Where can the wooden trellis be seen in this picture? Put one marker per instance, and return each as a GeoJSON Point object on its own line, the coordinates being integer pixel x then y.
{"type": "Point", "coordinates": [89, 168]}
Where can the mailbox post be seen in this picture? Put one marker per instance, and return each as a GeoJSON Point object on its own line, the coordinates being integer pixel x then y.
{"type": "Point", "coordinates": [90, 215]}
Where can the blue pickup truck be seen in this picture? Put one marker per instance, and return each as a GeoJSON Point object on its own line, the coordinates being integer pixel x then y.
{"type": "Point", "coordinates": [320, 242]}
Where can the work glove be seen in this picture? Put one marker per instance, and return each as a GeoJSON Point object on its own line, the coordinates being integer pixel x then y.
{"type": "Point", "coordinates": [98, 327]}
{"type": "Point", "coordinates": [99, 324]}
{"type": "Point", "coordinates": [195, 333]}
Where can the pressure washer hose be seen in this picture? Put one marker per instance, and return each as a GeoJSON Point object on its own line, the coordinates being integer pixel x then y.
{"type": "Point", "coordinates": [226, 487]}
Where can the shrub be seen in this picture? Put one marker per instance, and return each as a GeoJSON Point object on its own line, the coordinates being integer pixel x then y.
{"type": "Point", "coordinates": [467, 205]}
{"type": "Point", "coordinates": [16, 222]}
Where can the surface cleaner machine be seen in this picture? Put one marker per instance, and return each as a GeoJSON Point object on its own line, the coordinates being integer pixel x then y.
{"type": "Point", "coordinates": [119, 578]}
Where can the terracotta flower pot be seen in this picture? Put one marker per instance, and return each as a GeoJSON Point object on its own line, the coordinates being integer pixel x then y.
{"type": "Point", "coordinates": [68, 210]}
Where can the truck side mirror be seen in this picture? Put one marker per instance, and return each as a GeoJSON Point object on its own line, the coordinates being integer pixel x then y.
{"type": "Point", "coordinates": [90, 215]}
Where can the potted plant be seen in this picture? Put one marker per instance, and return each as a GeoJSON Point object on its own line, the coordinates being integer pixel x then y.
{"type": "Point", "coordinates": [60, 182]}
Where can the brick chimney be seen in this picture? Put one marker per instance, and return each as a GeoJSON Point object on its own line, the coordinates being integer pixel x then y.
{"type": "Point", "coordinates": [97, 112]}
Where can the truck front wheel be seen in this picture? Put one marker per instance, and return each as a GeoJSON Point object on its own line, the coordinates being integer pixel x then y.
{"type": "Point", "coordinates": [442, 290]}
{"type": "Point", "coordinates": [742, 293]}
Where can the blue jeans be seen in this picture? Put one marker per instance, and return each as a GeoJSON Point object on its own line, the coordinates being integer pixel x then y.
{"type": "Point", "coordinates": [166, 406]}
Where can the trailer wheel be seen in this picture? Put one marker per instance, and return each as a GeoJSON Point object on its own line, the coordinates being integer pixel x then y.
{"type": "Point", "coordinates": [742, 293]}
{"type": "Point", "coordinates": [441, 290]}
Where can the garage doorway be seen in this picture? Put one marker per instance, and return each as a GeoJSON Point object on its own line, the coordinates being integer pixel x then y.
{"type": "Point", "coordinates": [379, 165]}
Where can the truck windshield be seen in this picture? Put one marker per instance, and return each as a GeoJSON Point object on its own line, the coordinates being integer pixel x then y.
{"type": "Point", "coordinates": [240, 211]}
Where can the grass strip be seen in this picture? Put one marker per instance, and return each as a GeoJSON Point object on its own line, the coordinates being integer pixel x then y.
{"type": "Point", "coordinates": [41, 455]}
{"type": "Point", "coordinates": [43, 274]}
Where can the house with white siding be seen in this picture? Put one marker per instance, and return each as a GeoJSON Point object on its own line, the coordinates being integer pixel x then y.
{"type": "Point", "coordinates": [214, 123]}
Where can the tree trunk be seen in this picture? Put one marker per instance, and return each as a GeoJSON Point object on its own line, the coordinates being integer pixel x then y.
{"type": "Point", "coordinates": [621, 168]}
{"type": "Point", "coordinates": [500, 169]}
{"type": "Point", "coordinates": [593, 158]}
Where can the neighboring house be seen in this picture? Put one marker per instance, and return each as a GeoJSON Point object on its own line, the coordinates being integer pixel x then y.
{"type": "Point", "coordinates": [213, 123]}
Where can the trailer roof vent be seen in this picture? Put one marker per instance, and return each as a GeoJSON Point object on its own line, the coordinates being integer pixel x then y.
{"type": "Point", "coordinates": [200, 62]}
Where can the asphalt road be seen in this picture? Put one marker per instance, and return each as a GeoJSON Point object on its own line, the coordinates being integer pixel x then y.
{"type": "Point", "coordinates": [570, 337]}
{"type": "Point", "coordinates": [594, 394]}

+-------+

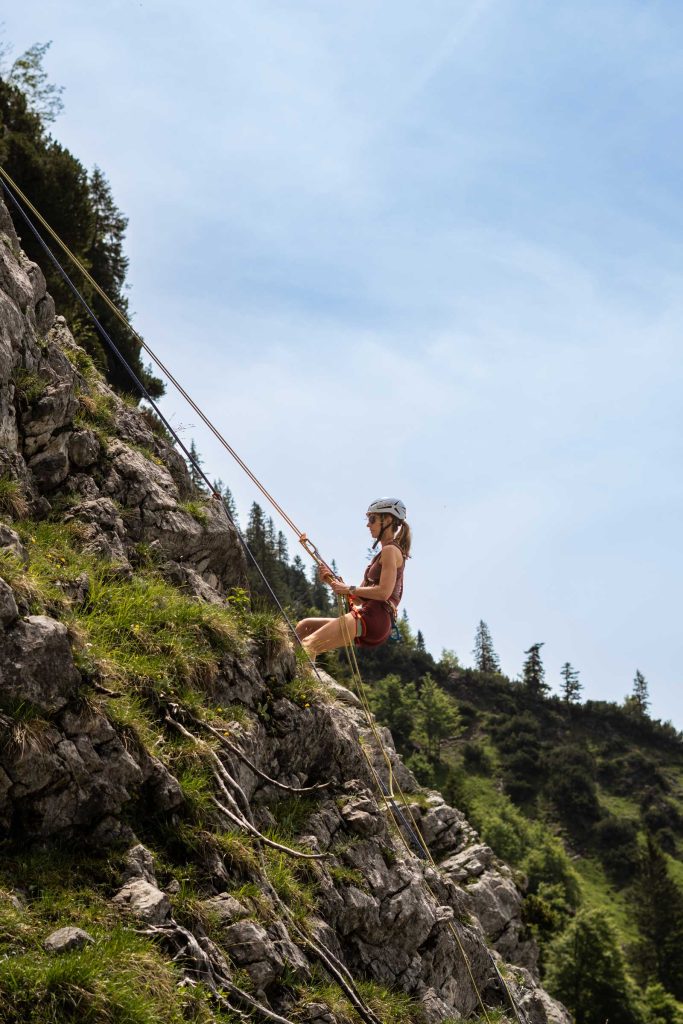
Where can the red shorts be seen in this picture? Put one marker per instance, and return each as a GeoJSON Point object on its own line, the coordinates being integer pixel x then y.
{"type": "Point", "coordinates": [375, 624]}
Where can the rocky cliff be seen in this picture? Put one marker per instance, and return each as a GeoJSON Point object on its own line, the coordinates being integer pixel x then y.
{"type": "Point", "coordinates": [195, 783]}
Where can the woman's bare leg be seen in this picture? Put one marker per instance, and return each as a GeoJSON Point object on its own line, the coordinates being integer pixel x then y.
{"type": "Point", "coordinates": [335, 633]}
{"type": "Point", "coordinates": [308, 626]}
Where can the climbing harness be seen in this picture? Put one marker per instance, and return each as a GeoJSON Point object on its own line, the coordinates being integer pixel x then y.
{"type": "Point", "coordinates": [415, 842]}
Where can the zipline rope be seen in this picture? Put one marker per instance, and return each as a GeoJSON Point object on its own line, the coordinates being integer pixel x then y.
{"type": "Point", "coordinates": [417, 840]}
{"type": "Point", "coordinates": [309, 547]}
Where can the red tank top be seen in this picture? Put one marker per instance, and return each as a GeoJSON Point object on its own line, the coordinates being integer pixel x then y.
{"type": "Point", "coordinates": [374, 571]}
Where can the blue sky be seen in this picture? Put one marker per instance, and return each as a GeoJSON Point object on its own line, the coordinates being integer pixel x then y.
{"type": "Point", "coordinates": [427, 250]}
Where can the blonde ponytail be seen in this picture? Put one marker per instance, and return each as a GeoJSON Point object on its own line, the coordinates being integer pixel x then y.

+-------+

__Given problem__. List every line of the items above that contains the word "truck", copying each line in full. Match case exactly.

__Problem solution__.
Where can the blue pickup truck be seen in this picture? Put one marker per instance, and return each as a GeoJSON Point object on its own line, the coordinates being integer pixel x then y.
Where can the truck side mirror be seen in this picture? Put one marker per instance, and return each as a GeoJSON Point object on its own line, the coordinates being integer pixel x then y.
Where can the truck front wheel be seen in this picture? Put one marker per instance, and return each as a GeoJSON Point object on its own line, the coordinates being integer pixel x then y.
Where can the truck windshield be seen in this picture? Put one marker per instance, and return each as a GeoJSON Point object on its own line, the coordinates being integer pixel x then y.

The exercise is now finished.